:: Page ::
------------------------

10. They're Just Like Us
(CollaborationTown, written by Boo Killebrew, directed by Mike Doyle, at The Red Room).
Seemingly silly and innocuous but deceptively biting and very accurate, Ms. Killebrew's satire about people working and/or skulking around the film industry in Hollywood simultaneously mocks the shallowness of La-la-land and our weird obsession with celebrities and D-listers (most of the characters are just reg'lar folk who portray themselves as up-and-comers). Really spot-on in its depiction of shallow interaction disguised as intimacy (everyone promises to "text" each other). And really funny, too.
9. Abacus Black Strikes Now: The Rampant Justice of Abacus Black
(The National Theater of the United States of America, directed and developed by Ryan Bronz, at PS 122)
A group of traveling performers hoping to get to the Golden City before they get their brains eaten by zombies. Screeching heavy metal music, bloodletting and brain-eating. Oh…God…YES!
8. Living Dead in Denmark
(Vampire Cowboys Theatre Company, written by Qui Nguyen, directed by Robert Ross Parker, at Center Stage).
Another play about zombies (2006 seemed to be the year for those brain-eaters). Five years after the events of Hamlet, King Fortinbras has assembled a Charlie's Angels-style all-girl fighting team (made up of Lady MacBeth, Juliet and Ophelia) to destroy the zombies infesting Denmark. Chuck Varga of GWAR did the effects. Freakin' sweet. Vampire Cowboys specializes in doing shows that make theatre snobs huffy, which is precisely why their stuff works so well. Every time I go see a Cowboys show, I know I'm going to enjoy myself. I was far from disappointed this time around.
7. Food For Fish
(Sanctuary: Playwrights Theatre, written by Adam Szymkowicz, directed by Alexis Poledouris, at The Kraine Theatre)

------------------------

:: Data lines ::
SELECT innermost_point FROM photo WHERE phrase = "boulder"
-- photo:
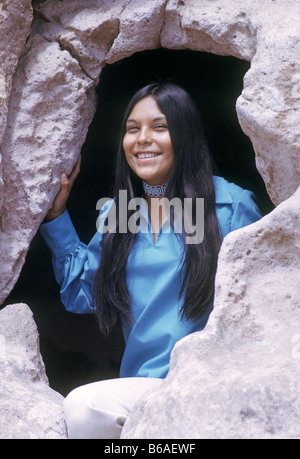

------------------------

:: List of tasks ::
a – Reproduce the stretch of the list of plays from "10. They're Just" through "really funny, too.".
b – At which venues are the productions in the list of plays staged?
c – Continue the ranked list of plays from where it stops.

:: Solved tasks ::
a –
10. They're Just Like Us
(CollaborationTown, written by Boo Killebrew, directed by Mike Doyle, at The Red Room).
Seemingly silly and innocuous but deceptively biting and very accurate, Ms. Killebrew's satire about people working and/or skulking around the film industry in Hollywood simultaneously mocks the shallowness of La-la-land and our weird obsession with celebrities and D-listers (most of the characters are just reg'lar folk who portray themselves as up-and-comers). Really spot-on in its depiction of shallow interaction disguised as intimacy (everyone promises to "text" each other). And really funny, too.

b –
The Red Room
PS 122
Center Stage
The Kraine Theatre

c –
One of the funniest plays I saw in 2006 about truly sad people. A play about three sisters living on Manhattan's Upper East Side hoping to move to New Jersey, their dead father decomposing at a rapid pace in their apartment, the oldest sister's husband facing a midlife crisis and an author who throws pages of his manuscript into the Hudson River and kisses random women on the street. The play is about longing, regret and being held back. There was one point in the first act where I had no idea where the show was going, but didn't care. Wherever it was going, I was interested.
6. My Name Is Rachel Corrie
(London's Royal Court Theatre, culled from the diary entries and emails of Ms. Corrie, edited by Alan Rickman and Katharine Vinerat, directed by Mr. Rickman, at the Minetta Lane Theatre)
Managing to look past all the controversy and pseudo-controversy plaguing this one-woman show, I still maintain that this was a solid production of an important play. It's one of the few works of recent Western art I've seen that considers that maybe Palestinians aren't all warmongering terrorists but victims of systematic attempts at genocide from "the world's fourth largest military backed by the world's only superpower." It articulates a very unpopular and minority viewpoint in the Israeli-Palestinian conflict that should be heard by American audiences.
5. Nerve
(Packawallop Productions and the Hypothetical Theatre Company, written by Adam Szymkowicz, directed by Scott Ebersold, at the 14th Street Y)
Mr. Adam Szymkowicz graces my list again with his sad, funny, creepy and magical play about two psychopaths on a first online date. The girl creates elaborate dances when she gets nervous. The guy makes puppets of his ex-girlfriends to nag him when he gets uneasy. They fall in love. They suffocate each other. They decide they're perfect for each other. After reading (then seeing) this play, I realized that Mr. Szymkowicz is definitely one of those playwrights to follow.
4. Red Light Winter
(written & directed by Adam Rapp, at the Borrow Street Theatre)
I'm pretty sure that I'm in the minority in the theatre world for loving the production of this play. So be it. Adam Rapp's show about two friends meeting a prostitute in Amsterdam then separately reuniting a year later in New York — the first play I saw in 2006 — was an incredibly simple, captivating, compelling and entertaining piece of theatre with some excellent performances (particularly from Gary Wilmes as the scumbag alpha-friend). And yeah, I'll admit it: I was also roped in by the use of Tom Waits after each act, 'cuz I really am a sucker for Tom Waits’s music.
3. In Public
(theatre minima, written by George Hunka, directed by Isaac Butler, at manhattantheatresource)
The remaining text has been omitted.